Judi patologis ditandai dengan pola maladaptif, yaitu ketika seseorang gigih dan selalu berulang kali melakukan judi. Pria cenderung mulai minat berjudi pada usia lebih dini daripada wanita. Judi patologis dikaitkan dengan gangguan kontrol impuls yang mengakibatkan berkurangnya kualitas hidup dan tingginya angka kebangkrutan serta perceraian. Banyak orang yang memiliki kondisi judi patologis terlibat dalam perilaku ilegal seperti mencuri, penggelapan, dan tindakan kriminal lainnya. 

2. Kleptomania

Tindakan ini ditandai dengan pencurian berulang-ulang barang yang tidak diperlukan untuk kebutuhan pribadi. Meskipun kleptomania umumnya dialami pada akhir masa remaja atau awal dewasa, gangguan ini kini banyak terjadi pada anak-anak berusia 4-9 tahun dan para orang dewasa berusia 77 tahun. Orang dengan kleptomania hanya menimbun barang curian, diberikan ke orang lain, dikembalikan ke toko, atau dibuang. 

3. Compulsive Buying

Orang dengan gangguan compulsive buying akan merasa sangat senang dengan pembelian barang yang tidak dibutuhkan dan dengan apa yang sudah dibeli. Gangguan ini sangat mengganggu fungsi sosial atau pekerjaan dan menyebabkan masalah keuangan. 

Orang dengan compulsive buying sering tidak menggunakan barang yang sudah dibeli, bahkan diberikan lagi pada orang lain. Meskipun compulsive buying awalnya menyenangkan, rasa bersalah dan malu bisa muncul karenanya.

# # # # #

**TUGAS A**
Salin kata demi kata bagian bacaan tentang gangguan kontrol impuls dari "Judi patologis ditandai" sampai "tindakan kriminal lainnya.".
**TUGAS B**
Lanjutkan bacaan tentang gangguan kontrol impuls mulai setelah kalimat terakhirnya.
Catatan berikutnya diambil dari sumber yang berbeda.

Item dari sumber data

# # # # #

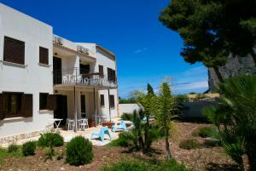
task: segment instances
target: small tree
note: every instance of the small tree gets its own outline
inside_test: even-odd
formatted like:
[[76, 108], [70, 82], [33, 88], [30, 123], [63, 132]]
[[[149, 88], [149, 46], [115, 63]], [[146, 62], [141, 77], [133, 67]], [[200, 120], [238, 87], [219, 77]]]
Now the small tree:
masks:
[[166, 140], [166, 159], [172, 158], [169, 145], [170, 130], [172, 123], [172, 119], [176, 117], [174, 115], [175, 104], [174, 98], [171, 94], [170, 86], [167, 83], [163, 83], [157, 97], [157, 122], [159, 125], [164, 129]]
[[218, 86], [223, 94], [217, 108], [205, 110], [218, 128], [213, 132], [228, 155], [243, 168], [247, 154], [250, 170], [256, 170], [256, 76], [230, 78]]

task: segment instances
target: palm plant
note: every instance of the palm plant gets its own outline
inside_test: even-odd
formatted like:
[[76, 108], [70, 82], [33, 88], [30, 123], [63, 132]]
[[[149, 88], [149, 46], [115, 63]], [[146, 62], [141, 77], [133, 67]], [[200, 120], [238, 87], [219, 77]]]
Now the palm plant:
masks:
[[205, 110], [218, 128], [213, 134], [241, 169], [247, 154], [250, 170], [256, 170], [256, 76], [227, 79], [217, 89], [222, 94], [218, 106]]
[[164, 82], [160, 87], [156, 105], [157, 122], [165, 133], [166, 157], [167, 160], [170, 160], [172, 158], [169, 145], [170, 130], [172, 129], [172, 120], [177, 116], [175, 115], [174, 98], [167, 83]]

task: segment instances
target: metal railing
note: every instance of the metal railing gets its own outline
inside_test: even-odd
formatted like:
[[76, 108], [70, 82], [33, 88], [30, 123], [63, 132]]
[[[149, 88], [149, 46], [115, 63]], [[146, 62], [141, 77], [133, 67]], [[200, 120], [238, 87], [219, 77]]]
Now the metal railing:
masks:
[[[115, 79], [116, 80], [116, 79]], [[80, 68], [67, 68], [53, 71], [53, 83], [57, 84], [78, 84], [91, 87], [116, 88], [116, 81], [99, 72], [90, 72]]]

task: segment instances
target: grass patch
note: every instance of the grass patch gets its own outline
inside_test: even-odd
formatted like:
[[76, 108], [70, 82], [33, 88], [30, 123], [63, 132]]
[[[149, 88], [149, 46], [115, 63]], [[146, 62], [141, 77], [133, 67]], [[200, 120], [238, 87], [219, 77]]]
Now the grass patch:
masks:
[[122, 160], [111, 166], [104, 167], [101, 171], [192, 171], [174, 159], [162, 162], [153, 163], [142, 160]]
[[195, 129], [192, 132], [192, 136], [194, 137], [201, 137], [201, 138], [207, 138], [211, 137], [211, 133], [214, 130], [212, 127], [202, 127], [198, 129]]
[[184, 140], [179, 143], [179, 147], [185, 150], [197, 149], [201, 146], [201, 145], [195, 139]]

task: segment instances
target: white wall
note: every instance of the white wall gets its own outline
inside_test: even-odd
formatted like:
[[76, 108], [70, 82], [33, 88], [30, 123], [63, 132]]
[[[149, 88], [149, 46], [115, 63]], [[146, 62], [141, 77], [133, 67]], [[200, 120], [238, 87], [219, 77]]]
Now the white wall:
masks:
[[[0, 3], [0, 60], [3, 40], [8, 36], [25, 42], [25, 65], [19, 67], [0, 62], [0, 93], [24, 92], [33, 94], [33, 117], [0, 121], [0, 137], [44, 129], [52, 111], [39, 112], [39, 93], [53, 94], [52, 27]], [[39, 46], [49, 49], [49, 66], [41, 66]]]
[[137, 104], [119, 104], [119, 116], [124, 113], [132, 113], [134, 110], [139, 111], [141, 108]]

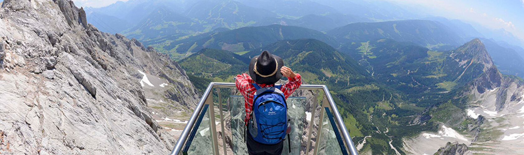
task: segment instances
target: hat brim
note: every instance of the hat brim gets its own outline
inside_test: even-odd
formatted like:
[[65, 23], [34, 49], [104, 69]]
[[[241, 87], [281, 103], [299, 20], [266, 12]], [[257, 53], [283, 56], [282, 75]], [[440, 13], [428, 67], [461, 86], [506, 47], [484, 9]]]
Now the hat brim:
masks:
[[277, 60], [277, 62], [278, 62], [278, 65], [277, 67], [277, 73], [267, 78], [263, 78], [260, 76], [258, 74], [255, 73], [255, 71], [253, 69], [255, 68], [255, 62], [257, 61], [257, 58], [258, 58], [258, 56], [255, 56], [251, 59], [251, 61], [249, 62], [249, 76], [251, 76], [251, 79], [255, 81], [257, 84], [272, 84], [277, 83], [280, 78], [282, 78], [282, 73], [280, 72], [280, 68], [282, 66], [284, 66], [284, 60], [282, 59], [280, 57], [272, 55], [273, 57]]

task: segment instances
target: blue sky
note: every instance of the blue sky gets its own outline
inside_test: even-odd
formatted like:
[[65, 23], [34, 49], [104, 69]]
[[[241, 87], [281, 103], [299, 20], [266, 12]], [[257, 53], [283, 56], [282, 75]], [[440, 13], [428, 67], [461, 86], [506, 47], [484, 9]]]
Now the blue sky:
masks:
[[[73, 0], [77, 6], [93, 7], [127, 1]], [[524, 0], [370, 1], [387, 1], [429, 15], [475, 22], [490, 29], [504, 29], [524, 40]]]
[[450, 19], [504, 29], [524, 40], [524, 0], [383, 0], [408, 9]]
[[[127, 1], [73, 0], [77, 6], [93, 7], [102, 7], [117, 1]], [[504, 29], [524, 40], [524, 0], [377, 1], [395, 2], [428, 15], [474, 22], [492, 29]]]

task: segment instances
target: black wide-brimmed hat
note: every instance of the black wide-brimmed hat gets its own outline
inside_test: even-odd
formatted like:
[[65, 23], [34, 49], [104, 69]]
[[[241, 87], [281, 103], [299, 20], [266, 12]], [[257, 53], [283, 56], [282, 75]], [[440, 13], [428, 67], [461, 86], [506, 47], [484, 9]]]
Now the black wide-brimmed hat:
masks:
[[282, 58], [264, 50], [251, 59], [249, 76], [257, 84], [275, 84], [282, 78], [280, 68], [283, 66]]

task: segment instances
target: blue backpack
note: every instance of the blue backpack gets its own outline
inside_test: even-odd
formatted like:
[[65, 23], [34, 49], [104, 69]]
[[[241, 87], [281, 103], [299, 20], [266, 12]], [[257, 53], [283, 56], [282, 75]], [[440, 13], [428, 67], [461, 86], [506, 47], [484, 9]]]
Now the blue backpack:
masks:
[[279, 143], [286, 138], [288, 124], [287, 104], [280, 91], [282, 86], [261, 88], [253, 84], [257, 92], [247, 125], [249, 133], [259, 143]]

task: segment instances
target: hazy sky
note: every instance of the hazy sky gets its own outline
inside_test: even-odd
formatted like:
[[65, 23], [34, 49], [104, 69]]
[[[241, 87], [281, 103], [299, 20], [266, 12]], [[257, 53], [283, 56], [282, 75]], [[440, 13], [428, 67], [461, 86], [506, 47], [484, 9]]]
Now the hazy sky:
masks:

# # # # #

**JAWABAN A**
Judi patologis ditandai dengan pola maladaptif, yaitu ketika seseorang gigih dan selalu berulang kali melakukan judi. Pria cenderung mulai minat berjudi pada usia lebih dini daripada wanita. Judi patologis dikaitkan dengan gangguan kontrol impuls yang mengakibatkan berkurangnya kualitas hidup dan tingginya angka kebangkrutan serta perceraian. Banyak orang yang memiliki kondisi judi patologis terlibat dalam perilaku ilegal seperti mencuri, penggelapan, dan tindakan kriminal lainnya.

**JAWABAN B**
4. Trikotilomania

Gangguan ini dikarakteristikan dengan pencabutan rambut yang disengaja, yang menyebabkan rambut rontok hingga mengalami gangguan klinis. Gangguan ini bisa mengganggu kegiatan sosial dan aktivitas harian secara signifikan. Orang dengan trikotilomania biasanya menghindari situasi sosial, seperti berkencan atau berpartisipasi dalam kegiatan kelompok. 

5. Pyromania

Orang dengan kelainan kontrol impuls ini sengaja memulai kebakaran tanpa memedulikan kerusakan atau cedera yang diakibatkan tindakan mereka. Kondisi ini umum terjadi pada pelaku pembakaran yang terhukum. Mereka terbukti memiliki gangguan pyromania. Perawatan kelainan impuls ini mencakup penanganan penyakit mental yang mendasarinya secara farmakologis. Selain itu, untuk mengatasi gangguan ini mungkin perlu dilakukan terapi perilaku kognitif. 

PS.

Compulsive Buying Disorders (CBD). Edwards (dalam Ekasari, 2019) mendefinisikan compulsive buying sebagai perilaku berbelanja yang abnormal atau berlebihan yang dilakukan secara tidak terkontrol, berulang, dan selalu memiliki dorongan yang kuat untuk berbelanja sebagai salah satu cara untuk menghilangkan stress, cemas, dan gangguan lainnya. 

Pada kenyataannya gangguan ini bisa terjadi seiring dengan terjadinya gangguan lain. Black (2007) menjelaskan bahwa gangguan lain yang bisa terjadi meliputi mood disorders, anxiety disorders, substance use disorders, eating disorders, dan disorders of impuls control. 

Selain itu, Schlosser et al menyebutkan gangguan lain yang bisa terjadi bersamaan dengan Compulsive Buying Disorders (CBD), diantaranya obsessive-compulsive personality disorders, avoidant personality disorders, dan borderline personality disorders. 

Heshmat (2018) menjelaskan 5 pola yang terjadi pada individu dengan CBD, yaitu: 

  • Impulse purchase individu akan selalu melakukan pembelian barang secara impulsif. Biasanya individu yang melakukan hal ini bisa menjadi seorang penimbun barang, karena Ia akan terus berbelanja tanpa disadari masih banyak barang baru yang belum Ia sentuh sama sekali.
  • Buyers high individu akan merasakan kegembiraan yang berlebih ketika Ia mempertimbangkan dan membeli barang, bukan pada saat Ia memiliki barang tersebut.
  • Shopping to dampen unpleasant emotions pembelian barang secara impulsif dilakukan untuk mengurangi perasaan yang tidak menyenangkan seperti kesepian.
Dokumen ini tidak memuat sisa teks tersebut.